Possession : Maux d’amour
Avec un titre pareil, Possession, de Neil LaBute (In the Company of Men, Your friends & neighbors, Nurse Betty), ne penche pas vers les histoires d’ectoplasme, mais vers la passion amoureuse, artistique et professionnelle qui animerait et consumerait certains êtres.
Avec un titre pareil, Possession, de Neil LaBute (In the Company of Men, Your friends & neighbors, Nurse Betty), ne penche pas vers les histoires d’ectoplasme, mais vers la passion amoureuse, artistique et professionnelle qui animerait et consumerait certains êtres. L’intrigue, propulsée par l’artifice du récit épistolaire, nous donne droit à deux histoires d’amour qui se chevauchent entre le passé et le présent. Nous parlons bien ici de correspondance, dans tous les sens du terme… Ajoutons que le film est tiré du roman d’A.S. Byatt, gagnant du Booker Prize en 1990.

Données fournies =
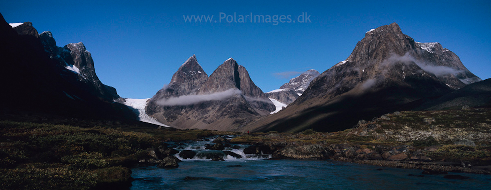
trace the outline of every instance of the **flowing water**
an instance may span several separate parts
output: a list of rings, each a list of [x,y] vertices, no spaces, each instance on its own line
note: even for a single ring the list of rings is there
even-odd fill
[[[328,160],[271,160],[269,155],[244,154],[246,146],[226,148],[242,156],[224,156],[224,161],[206,159],[223,152],[204,149],[211,141],[176,145],[191,150],[194,158],[183,159],[176,169],[156,166],[132,169],[131,190],[489,190],[491,176],[452,173],[472,178],[452,180],[444,175],[421,175],[419,170],[361,165]],[[238,148],[238,147],[235,147]],[[178,154],[176,154],[178,157]]]

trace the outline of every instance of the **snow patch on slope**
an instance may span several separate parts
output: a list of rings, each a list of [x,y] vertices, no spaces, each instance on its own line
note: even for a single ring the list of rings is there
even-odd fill
[[[73,71],[79,75],[82,75],[82,74],[80,74],[80,70],[79,70],[79,68],[75,65],[67,64],[65,68],[67,68],[67,69]]]
[[[416,43],[419,45],[423,49],[426,50],[426,51],[430,53],[433,53],[433,48],[435,47],[435,45],[438,43],[437,42],[429,42],[429,43],[421,43],[416,42]]]
[[[23,23],[13,23],[11,24],[8,24],[8,25],[10,25],[10,26],[12,26],[12,28],[15,28],[16,27],[22,25],[22,24],[23,24]]]
[[[286,90],[288,90],[288,89],[275,89],[275,90],[272,90],[272,91],[269,91],[269,92],[267,92],[267,93],[274,93],[274,92],[281,92],[281,91],[286,91]]]
[[[127,106],[133,108],[138,110],[138,120],[140,121],[146,123],[152,123],[155,125],[162,126],[165,127],[170,127],[170,126],[161,123],[155,119],[151,117],[147,114],[145,112],[145,106],[147,106],[147,101],[150,98],[147,99],[131,99],[125,98],[124,104]]]
[[[273,102],[273,104],[274,104],[274,106],[276,107],[276,109],[274,111],[269,113],[269,114],[271,115],[278,113],[279,111],[281,111],[281,109],[283,109],[283,107],[286,107],[286,104],[278,101],[278,100],[276,99],[269,98],[269,100]]]
[[[347,59],[347,60],[345,60],[344,61],[341,61],[340,62],[339,62],[338,64],[336,64],[335,66],[340,66],[340,65],[342,65],[344,64],[345,63],[346,63],[346,62],[347,62],[348,61],[349,61],[349,59]]]

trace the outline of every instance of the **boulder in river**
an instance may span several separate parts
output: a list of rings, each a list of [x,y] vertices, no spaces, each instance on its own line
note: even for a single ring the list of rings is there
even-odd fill
[[[226,155],[230,155],[235,157],[236,158],[242,158],[242,156],[236,154],[233,152],[225,150],[223,151],[223,153],[225,154]]]
[[[163,159],[162,161],[161,161],[158,165],[157,165],[157,167],[159,168],[177,168],[179,167],[179,164],[177,164],[177,162],[178,162],[181,161],[175,156],[167,156],[167,157],[165,157],[165,158]]]
[[[179,153],[179,156],[185,159],[193,158],[196,155],[196,152],[189,150],[184,150]]]

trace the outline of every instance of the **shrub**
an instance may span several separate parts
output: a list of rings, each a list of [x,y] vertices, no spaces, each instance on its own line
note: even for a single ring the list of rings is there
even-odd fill
[[[430,146],[439,145],[438,141],[435,139],[432,136],[428,137],[426,139],[415,140],[412,142],[412,146],[415,147],[426,147]]]
[[[316,133],[317,133],[317,131],[316,131],[312,129],[307,129],[302,132],[302,134],[306,135],[312,135]]]
[[[2,190],[86,190],[96,183],[97,175],[66,167],[38,168],[33,165],[22,168],[0,169]]]
[[[62,162],[70,164],[78,168],[98,168],[107,167],[108,163],[103,159],[100,152],[83,152],[73,156],[65,156],[62,158]]]

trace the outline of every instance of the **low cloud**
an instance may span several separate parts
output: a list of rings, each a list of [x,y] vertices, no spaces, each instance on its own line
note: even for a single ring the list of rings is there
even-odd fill
[[[463,71],[458,70],[449,67],[436,66],[434,65],[434,64],[416,60],[412,56],[409,55],[409,52],[407,52],[402,56],[400,56],[395,54],[392,54],[389,58],[382,62],[382,65],[386,66],[398,62],[403,63],[406,65],[409,65],[411,63],[414,63],[419,66],[423,71],[432,73],[436,77],[440,77],[449,74],[457,75],[463,72]]]
[[[416,62],[416,64],[425,71],[433,73],[437,77],[448,74],[455,75],[464,71],[457,70],[454,68],[445,66],[433,66],[425,63],[418,63],[417,62]]]
[[[208,95],[195,95],[172,97],[168,99],[158,100],[156,103],[157,105],[167,106],[189,105],[204,101],[221,100],[233,95],[242,94],[242,92],[239,89],[230,89],[225,91]]]
[[[296,76],[303,73],[303,72],[300,71],[287,71],[285,72],[275,73],[273,74],[273,75],[280,79],[290,79],[292,77]]]

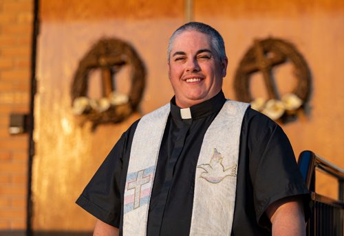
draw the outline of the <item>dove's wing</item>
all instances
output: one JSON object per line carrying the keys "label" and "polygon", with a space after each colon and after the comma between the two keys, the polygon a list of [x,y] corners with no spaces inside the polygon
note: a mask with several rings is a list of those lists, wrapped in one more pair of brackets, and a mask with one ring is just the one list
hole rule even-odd
{"label": "dove's wing", "polygon": [[202,164],[202,165],[197,165],[197,167],[198,168],[202,168],[202,169],[204,169],[207,172],[211,172],[211,169],[213,169],[213,168],[211,168],[211,166],[209,164]]}

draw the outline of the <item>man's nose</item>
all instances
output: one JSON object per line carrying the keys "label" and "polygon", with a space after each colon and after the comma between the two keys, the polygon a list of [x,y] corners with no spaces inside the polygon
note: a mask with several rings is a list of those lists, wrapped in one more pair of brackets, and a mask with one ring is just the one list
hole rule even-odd
{"label": "man's nose", "polygon": [[186,64],[186,71],[187,72],[197,72],[200,71],[200,67],[198,64],[197,60],[189,60]]}

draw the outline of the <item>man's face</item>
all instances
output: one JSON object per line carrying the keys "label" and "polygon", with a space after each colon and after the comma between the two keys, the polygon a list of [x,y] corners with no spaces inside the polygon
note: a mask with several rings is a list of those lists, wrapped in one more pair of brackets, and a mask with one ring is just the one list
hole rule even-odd
{"label": "man's face", "polygon": [[226,69],[227,59],[220,61],[206,34],[186,31],[178,35],[169,65],[177,106],[187,108],[214,97],[221,91]]}

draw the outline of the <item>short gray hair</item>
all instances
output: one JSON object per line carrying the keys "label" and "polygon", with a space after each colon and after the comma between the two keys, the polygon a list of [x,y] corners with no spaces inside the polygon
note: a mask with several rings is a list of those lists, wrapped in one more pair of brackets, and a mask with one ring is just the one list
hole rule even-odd
{"label": "short gray hair", "polygon": [[167,47],[167,61],[169,63],[171,51],[173,41],[178,35],[186,31],[197,31],[208,35],[211,38],[211,47],[215,50],[220,60],[226,58],[224,38],[219,33],[211,26],[200,22],[189,22],[178,28],[170,38]]}

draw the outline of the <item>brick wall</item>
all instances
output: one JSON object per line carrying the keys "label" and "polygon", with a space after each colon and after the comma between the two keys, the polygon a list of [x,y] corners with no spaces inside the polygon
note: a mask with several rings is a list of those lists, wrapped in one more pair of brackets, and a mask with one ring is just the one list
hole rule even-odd
{"label": "brick wall", "polygon": [[0,231],[26,228],[28,135],[8,133],[30,113],[33,0],[0,1]]}

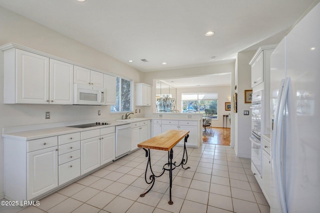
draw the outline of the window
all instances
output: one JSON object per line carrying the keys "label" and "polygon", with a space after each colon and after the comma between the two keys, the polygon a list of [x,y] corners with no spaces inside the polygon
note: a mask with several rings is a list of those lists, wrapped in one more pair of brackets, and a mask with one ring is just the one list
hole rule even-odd
{"label": "window", "polygon": [[111,106],[111,112],[132,111],[132,80],[126,80],[120,77],[116,78],[116,105]]}
{"label": "window", "polygon": [[218,119],[218,93],[182,94],[181,98],[182,112],[210,112],[212,118]]}

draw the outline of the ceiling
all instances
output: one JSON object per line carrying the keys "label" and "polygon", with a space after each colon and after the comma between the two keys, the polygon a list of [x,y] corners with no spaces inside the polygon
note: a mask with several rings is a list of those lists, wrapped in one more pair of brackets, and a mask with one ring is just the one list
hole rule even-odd
{"label": "ceiling", "polygon": [[[238,52],[277,43],[313,2],[0,0],[0,6],[151,72],[234,62]],[[205,36],[208,30],[214,34]]]}

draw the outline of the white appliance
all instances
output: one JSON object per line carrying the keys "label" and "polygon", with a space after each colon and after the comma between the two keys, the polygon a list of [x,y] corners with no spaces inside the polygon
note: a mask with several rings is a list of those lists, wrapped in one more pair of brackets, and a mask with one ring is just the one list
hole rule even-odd
{"label": "white appliance", "polygon": [[74,84],[74,104],[105,105],[106,88],[90,85]]}
{"label": "white appliance", "polygon": [[260,177],[262,172],[261,132],[263,130],[263,90],[252,93],[251,109],[251,160]]}
{"label": "white appliance", "polygon": [[271,56],[271,212],[320,211],[320,4]]}
{"label": "white appliance", "polygon": [[116,126],[116,158],[127,154],[131,150],[131,124]]}

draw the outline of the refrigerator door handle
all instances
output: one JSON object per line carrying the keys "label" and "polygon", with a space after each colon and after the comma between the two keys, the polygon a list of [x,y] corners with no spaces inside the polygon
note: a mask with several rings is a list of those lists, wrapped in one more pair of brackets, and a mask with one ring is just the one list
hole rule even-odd
{"label": "refrigerator door handle", "polygon": [[286,209],[286,200],[284,192],[284,187],[283,186],[283,174],[282,174],[282,170],[281,168],[281,156],[282,153],[282,144],[281,143],[281,139],[282,138],[282,129],[283,128],[282,124],[283,120],[286,115],[284,114],[284,111],[286,108],[286,100],[288,98],[288,87],[290,81],[291,80],[290,77],[286,78],[284,88],[282,92],[282,96],[281,100],[279,104],[279,111],[278,112],[278,124],[276,126],[276,182],[277,183],[277,188],[278,190],[278,194],[280,198],[280,204],[282,212],[286,213],[288,212]]}

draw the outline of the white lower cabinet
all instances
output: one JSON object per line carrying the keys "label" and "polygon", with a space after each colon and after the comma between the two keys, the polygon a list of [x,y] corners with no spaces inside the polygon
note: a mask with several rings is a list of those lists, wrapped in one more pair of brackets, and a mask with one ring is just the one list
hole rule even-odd
{"label": "white lower cabinet", "polygon": [[98,168],[100,166],[100,136],[82,140],[81,175]]}
{"label": "white lower cabinet", "polygon": [[100,142],[102,165],[110,162],[116,158],[114,153],[115,140],[115,134],[114,132],[102,136]]}
{"label": "white lower cabinet", "polygon": [[56,146],[27,154],[26,200],[58,186],[58,150]]}
{"label": "white lower cabinet", "polygon": [[138,148],[138,144],[150,138],[150,120],[131,124],[131,150]]}

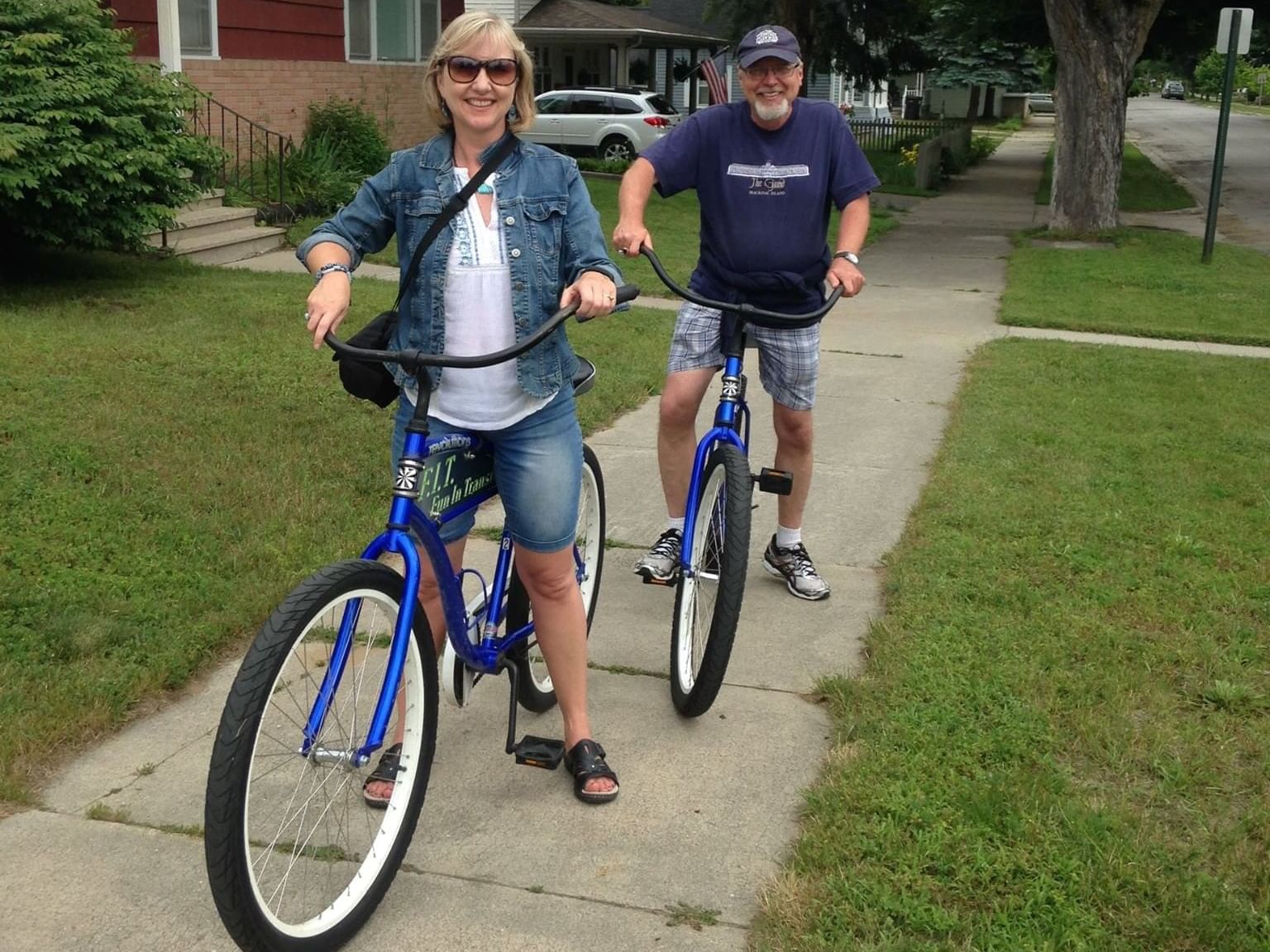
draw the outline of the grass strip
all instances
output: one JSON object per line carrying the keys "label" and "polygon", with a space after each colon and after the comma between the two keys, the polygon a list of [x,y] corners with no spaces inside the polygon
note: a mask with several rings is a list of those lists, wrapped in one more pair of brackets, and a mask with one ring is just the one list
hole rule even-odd
{"label": "grass strip", "polygon": [[1270,362],[970,362],[754,947],[1270,947]]}
{"label": "grass strip", "polygon": [[[50,255],[6,286],[0,800],[241,650],[382,529],[391,415],[305,338],[302,274]],[[358,282],[359,326],[392,303]],[[660,387],[673,314],[570,325],[589,432]]]}
{"label": "grass strip", "polygon": [[[1036,188],[1036,204],[1049,204],[1054,179],[1054,149],[1045,155],[1045,171]],[[1172,175],[1158,169],[1133,143],[1124,143],[1124,162],[1120,166],[1121,212],[1172,212],[1194,208],[1190,192],[1177,184]]]}
{"label": "grass strip", "polygon": [[1270,259],[1172,231],[1125,228],[1087,248],[1024,242],[1010,258],[998,320],[1147,338],[1270,345]]}

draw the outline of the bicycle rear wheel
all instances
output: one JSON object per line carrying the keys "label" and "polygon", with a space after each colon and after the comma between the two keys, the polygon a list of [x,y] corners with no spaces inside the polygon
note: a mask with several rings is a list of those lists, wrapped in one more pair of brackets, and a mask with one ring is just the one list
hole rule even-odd
{"label": "bicycle rear wheel", "polygon": [[[605,476],[599,459],[585,443],[582,444],[582,494],[578,496],[578,531],[574,539],[578,561],[578,586],[587,612],[587,633],[599,599],[599,576],[605,569]],[[512,565],[511,595],[507,602],[507,630],[516,631],[530,622],[530,597],[525,583]],[[516,663],[519,689],[517,698],[526,711],[542,713],[555,707],[555,688],[547,674],[536,636],[513,647],[508,656]]]}
{"label": "bicycle rear wheel", "polygon": [[723,687],[745,592],[754,484],[744,454],[716,447],[706,459],[691,571],[679,576],[671,627],[671,699],[685,717],[710,710]]}
{"label": "bicycle rear wheel", "polygon": [[[371,810],[366,740],[384,684],[404,580],[385,565],[338,562],[273,612],[230,689],[207,778],[204,850],[216,910],[253,952],[325,952],[370,918],[419,819],[437,737],[437,661],[422,611],[398,698],[405,735],[392,798]],[[353,650],[310,754],[304,729],[331,661],[345,609]],[[394,708],[385,746],[392,743]]]}

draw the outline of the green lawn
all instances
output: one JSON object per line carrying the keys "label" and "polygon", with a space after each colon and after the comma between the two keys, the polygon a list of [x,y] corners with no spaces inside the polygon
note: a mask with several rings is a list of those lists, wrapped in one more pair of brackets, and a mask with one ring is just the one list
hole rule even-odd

Consigne = Poursuivez la critique du film Possession à partir de sa dernière phrase. Les entrées n'ont aucun lien avec la critique.

Résultat =
Roland Michell (Aaron Eckhart, fidèle de LaBute, et étonnant caméléon), un Américain lettré nouvellement attitré au British Museum, s’intéresse à une missive importante provenant du poète fictif Randolph Ash (Jeremy Northam). Ne suivant que son instinct, il rend visite à Maud Bailey (Gwyneth Paltrow), spécialiste de la poétesse aussi fictive Christabel LaMotte (Jennifer Ehle, très Meryl Streep dans The French Lieutenant’s Woman), pour confirmer sa théorie sur une relation d’adultère, improbable mais possible, entre ces deux artistes. De la découverte des documents naît la passion.
Le film assume fièrement son genre romantique, avec tout le côté fleur bleue qu’il peut véhiculer. Mais LaBute s’amuse avec les conventions d’un genre cinématographique essoufflé qu’il transgresse légèrement en proposant une comparaison (les codes, les gestes et les mots du coup de foudre ne sont plus les mêmes à un siècle de différence) et en la questionnant avec toute l’acidité qu’on lui connaît. Notamment, sur les petites pointes entre États-Unis et Angleterre, ou dans une chambre d’hôtel dotée d’un seul lit double, Eckhart et Paltrow ne sachant pas trop quoi répondre quand l’hôtesse suggère un lit de camp, tellement ils s’embourbent à se décoder l’un l’autre. Et au bord de la mer, tentant de parler de leur situation, ils réfutent, et trouvent des échappatoires pour ne pas gérer ce gros sentiment: autant les lettres de l’époque victorienne avaient servi à communiquer précisément l’amour, autant le verbiage actuel n’est qu’approximation.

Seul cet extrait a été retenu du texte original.